>> BEGIN Given information

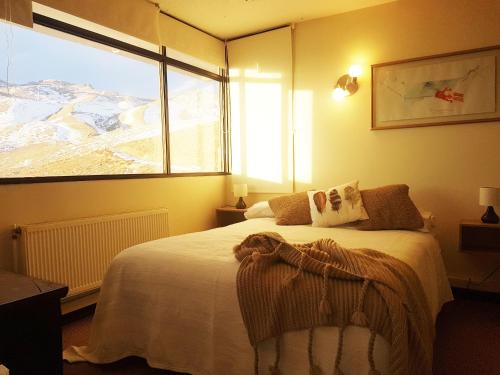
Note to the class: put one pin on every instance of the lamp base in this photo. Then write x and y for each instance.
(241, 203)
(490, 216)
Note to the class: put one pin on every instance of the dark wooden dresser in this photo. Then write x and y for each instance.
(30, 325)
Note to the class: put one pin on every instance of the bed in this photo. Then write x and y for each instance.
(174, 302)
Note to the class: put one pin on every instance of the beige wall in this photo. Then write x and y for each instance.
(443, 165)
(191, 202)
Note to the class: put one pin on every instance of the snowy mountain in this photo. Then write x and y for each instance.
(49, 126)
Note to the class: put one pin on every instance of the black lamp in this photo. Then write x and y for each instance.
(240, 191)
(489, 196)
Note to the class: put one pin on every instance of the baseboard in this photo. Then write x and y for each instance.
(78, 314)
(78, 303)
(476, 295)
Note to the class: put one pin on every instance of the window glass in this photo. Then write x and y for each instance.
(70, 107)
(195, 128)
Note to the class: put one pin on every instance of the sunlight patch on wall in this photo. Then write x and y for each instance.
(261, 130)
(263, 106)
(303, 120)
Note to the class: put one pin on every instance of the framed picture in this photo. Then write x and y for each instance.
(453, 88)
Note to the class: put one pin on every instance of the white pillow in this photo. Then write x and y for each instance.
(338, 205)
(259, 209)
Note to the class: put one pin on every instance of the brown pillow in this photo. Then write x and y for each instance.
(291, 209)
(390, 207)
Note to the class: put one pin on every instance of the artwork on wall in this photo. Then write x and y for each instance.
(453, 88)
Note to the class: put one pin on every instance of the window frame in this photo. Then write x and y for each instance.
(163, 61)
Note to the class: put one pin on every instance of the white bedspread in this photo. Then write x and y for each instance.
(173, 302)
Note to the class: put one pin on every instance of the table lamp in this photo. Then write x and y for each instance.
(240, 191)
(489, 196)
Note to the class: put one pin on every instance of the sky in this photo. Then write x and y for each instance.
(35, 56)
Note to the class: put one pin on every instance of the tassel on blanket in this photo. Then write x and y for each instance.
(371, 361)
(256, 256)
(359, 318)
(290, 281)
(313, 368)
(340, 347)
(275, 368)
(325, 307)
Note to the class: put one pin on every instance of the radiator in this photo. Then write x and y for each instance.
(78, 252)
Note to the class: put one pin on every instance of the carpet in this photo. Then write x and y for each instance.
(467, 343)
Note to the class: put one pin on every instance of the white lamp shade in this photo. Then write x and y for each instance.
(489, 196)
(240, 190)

>> END Given information
>> BEGIN Given information

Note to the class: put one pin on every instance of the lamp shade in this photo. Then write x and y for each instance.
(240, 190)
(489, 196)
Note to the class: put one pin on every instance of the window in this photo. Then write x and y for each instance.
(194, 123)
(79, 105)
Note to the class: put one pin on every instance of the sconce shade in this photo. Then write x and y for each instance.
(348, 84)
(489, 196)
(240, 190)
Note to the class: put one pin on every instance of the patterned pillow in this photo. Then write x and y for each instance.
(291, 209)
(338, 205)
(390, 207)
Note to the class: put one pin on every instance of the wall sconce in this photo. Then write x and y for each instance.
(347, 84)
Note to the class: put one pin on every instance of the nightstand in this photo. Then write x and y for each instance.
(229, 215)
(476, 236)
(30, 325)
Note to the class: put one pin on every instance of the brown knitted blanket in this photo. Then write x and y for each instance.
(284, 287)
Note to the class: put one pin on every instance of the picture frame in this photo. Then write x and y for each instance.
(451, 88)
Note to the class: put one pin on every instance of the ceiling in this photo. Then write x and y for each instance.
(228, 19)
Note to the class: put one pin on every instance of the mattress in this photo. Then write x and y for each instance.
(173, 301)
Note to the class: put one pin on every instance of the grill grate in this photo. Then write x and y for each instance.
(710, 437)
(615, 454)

>> END Given information
>> BEGIN Given information

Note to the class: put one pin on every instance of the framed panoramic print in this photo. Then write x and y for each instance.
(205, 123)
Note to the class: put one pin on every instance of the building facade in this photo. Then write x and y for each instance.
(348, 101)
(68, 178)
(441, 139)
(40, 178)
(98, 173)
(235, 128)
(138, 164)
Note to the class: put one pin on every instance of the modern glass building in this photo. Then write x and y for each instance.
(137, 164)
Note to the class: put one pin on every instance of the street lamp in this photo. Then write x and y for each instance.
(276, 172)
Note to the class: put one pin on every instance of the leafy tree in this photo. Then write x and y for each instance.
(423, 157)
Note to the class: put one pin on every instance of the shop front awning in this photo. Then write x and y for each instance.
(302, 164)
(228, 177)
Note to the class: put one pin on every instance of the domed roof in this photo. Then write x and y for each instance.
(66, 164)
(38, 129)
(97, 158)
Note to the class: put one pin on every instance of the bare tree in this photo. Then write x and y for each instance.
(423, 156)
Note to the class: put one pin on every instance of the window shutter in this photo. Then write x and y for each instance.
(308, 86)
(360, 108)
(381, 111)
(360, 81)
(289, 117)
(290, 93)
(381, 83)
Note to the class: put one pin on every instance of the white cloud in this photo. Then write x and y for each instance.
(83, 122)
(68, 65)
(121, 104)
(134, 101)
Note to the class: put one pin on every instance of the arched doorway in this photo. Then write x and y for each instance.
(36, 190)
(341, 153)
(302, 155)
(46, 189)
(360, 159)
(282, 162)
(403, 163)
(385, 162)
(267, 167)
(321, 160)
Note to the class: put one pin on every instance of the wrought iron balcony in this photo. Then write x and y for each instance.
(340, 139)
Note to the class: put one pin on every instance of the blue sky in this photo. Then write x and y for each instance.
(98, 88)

>> END Given information

__Challenge__.
Pull out every row above that contains the word "sconce".

__Response__.
Note to the class: put one pin on every instance of the sconce shade in this photo. Then write x and y for each instance.
Note to the class: put one pin on every instance of the wall sconce in this photo. Then write x and y for each instance.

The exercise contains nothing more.